Source data.
++++++++++

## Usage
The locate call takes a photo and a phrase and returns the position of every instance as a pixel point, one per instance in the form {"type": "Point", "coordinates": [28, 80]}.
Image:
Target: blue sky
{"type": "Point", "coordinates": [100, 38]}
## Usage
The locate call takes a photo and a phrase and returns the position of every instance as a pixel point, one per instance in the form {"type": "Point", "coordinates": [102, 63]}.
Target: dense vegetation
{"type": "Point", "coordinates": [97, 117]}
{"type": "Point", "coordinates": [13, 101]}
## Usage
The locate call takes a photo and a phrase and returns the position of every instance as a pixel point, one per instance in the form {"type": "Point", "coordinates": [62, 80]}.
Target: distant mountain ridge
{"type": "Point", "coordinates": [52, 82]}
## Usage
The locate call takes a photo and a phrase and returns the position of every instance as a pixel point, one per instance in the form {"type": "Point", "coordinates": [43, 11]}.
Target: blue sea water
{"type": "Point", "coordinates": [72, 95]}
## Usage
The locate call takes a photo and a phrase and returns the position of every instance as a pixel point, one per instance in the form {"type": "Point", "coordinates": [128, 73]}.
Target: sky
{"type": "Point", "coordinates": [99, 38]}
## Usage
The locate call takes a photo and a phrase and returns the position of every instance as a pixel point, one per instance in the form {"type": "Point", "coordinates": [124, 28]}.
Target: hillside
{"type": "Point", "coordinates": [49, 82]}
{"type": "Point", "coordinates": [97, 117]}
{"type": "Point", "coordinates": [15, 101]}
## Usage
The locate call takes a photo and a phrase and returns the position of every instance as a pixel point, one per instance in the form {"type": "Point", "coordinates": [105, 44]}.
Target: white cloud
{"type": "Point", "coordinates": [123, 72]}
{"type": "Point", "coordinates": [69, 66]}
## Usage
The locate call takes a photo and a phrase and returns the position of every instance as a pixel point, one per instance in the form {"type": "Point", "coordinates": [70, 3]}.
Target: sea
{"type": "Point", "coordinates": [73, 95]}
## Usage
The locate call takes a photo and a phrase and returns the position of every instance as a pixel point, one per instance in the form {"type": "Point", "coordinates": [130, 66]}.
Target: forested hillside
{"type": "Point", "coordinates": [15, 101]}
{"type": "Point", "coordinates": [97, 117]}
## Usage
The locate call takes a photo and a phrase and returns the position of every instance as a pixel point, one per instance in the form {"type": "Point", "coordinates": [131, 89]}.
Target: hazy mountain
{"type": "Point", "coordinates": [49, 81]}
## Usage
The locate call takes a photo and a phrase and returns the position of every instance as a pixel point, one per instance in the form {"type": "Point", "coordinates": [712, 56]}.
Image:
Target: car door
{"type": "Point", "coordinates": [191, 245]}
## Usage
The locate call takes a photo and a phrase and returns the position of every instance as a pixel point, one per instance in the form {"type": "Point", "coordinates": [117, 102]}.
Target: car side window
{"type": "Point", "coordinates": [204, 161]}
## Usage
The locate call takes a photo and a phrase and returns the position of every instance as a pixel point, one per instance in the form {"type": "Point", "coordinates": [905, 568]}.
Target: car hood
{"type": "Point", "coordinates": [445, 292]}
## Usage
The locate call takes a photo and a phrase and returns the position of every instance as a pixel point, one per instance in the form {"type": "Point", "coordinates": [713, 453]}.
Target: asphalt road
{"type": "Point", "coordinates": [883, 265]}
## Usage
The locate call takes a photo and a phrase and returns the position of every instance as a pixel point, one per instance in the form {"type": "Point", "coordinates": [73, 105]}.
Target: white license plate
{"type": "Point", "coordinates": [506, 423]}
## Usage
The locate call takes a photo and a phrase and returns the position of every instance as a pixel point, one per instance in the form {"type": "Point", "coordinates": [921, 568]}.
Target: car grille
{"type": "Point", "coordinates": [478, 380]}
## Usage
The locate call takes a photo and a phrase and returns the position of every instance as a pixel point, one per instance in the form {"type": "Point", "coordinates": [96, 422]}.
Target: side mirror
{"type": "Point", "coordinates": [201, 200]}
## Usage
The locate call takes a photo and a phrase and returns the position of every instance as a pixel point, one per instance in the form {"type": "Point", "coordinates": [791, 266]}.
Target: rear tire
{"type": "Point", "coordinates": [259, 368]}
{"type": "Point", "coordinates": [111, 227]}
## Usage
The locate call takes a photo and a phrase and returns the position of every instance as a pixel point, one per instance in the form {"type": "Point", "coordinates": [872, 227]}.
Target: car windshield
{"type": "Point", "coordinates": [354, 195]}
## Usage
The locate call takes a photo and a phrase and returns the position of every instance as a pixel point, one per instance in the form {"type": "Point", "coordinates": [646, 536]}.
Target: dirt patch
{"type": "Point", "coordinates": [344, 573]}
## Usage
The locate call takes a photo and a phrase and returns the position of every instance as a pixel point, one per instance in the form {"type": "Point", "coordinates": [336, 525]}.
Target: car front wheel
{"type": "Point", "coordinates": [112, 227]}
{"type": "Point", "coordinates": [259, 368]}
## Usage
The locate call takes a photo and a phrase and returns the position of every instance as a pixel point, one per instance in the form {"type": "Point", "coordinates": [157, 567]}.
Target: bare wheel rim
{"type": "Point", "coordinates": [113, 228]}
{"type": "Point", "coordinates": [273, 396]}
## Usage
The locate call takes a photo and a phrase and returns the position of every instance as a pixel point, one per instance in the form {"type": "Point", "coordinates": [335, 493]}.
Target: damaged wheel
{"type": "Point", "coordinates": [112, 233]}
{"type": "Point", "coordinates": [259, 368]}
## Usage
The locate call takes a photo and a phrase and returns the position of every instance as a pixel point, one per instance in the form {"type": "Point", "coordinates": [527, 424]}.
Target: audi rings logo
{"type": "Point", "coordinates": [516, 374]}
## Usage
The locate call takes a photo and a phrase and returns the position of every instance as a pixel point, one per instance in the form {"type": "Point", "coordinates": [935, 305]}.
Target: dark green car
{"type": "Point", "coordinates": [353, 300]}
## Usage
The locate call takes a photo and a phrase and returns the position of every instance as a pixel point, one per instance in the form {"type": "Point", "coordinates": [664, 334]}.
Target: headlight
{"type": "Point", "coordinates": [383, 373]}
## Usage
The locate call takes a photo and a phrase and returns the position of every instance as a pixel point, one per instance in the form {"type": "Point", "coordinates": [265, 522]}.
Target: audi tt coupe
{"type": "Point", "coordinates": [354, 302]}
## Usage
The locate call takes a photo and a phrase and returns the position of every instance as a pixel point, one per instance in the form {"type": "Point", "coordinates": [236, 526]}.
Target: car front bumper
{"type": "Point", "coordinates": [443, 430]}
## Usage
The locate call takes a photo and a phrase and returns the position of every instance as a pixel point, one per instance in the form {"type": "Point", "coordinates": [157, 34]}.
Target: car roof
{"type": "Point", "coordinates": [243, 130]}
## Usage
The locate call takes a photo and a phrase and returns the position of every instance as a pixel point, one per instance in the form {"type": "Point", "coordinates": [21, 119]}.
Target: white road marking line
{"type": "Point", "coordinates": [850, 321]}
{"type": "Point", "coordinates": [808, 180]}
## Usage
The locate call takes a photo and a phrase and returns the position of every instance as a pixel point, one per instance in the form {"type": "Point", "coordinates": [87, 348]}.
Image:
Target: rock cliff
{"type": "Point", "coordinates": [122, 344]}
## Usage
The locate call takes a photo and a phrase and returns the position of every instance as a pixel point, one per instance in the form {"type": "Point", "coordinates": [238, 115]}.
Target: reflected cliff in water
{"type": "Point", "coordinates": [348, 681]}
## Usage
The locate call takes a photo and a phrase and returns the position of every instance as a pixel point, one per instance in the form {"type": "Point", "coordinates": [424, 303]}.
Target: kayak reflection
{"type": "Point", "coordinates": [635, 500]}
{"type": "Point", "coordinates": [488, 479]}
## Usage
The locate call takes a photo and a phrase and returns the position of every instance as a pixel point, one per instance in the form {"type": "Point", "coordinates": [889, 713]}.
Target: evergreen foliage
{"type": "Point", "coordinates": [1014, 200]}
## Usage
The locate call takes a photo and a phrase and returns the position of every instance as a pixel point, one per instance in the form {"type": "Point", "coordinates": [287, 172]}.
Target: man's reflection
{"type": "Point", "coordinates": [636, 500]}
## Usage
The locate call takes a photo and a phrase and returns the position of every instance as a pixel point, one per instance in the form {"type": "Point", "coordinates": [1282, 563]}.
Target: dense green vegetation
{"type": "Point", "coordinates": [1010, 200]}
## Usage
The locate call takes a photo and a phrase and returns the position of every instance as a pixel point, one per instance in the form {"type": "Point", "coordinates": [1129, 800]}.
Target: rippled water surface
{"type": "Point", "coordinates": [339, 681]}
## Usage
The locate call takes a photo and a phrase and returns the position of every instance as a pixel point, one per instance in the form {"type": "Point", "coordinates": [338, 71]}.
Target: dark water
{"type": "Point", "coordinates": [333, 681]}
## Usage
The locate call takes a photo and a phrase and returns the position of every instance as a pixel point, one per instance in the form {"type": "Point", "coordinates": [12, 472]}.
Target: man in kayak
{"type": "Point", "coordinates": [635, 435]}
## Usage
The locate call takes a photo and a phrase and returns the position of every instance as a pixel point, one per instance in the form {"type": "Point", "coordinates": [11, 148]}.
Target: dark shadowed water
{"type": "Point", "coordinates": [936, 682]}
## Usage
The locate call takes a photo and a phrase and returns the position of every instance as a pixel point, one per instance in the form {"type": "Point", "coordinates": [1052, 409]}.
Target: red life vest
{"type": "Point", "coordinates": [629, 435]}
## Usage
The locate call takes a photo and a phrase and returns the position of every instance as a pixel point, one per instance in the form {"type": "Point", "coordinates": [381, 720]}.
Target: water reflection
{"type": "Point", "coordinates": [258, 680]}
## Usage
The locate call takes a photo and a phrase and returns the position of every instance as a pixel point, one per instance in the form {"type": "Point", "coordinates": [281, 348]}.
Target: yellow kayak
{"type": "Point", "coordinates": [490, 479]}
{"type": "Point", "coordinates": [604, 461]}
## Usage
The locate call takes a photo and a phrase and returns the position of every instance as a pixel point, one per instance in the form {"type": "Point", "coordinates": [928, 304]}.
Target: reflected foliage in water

++++++++++

Activity.
Starting at the line that contains "Target: yellow kayak", copy each line through the last one in the records, exactly, and output nothing else.

Solution to this problem.
Target: yellow kayak
{"type": "Point", "coordinates": [490, 479]}
{"type": "Point", "coordinates": [604, 461]}
## Usage
The locate call takes a photo and a phrase and returns the position of every instance as a pixel point, one per instance in the form {"type": "Point", "coordinates": [928, 304]}.
Target: reflected foliage in water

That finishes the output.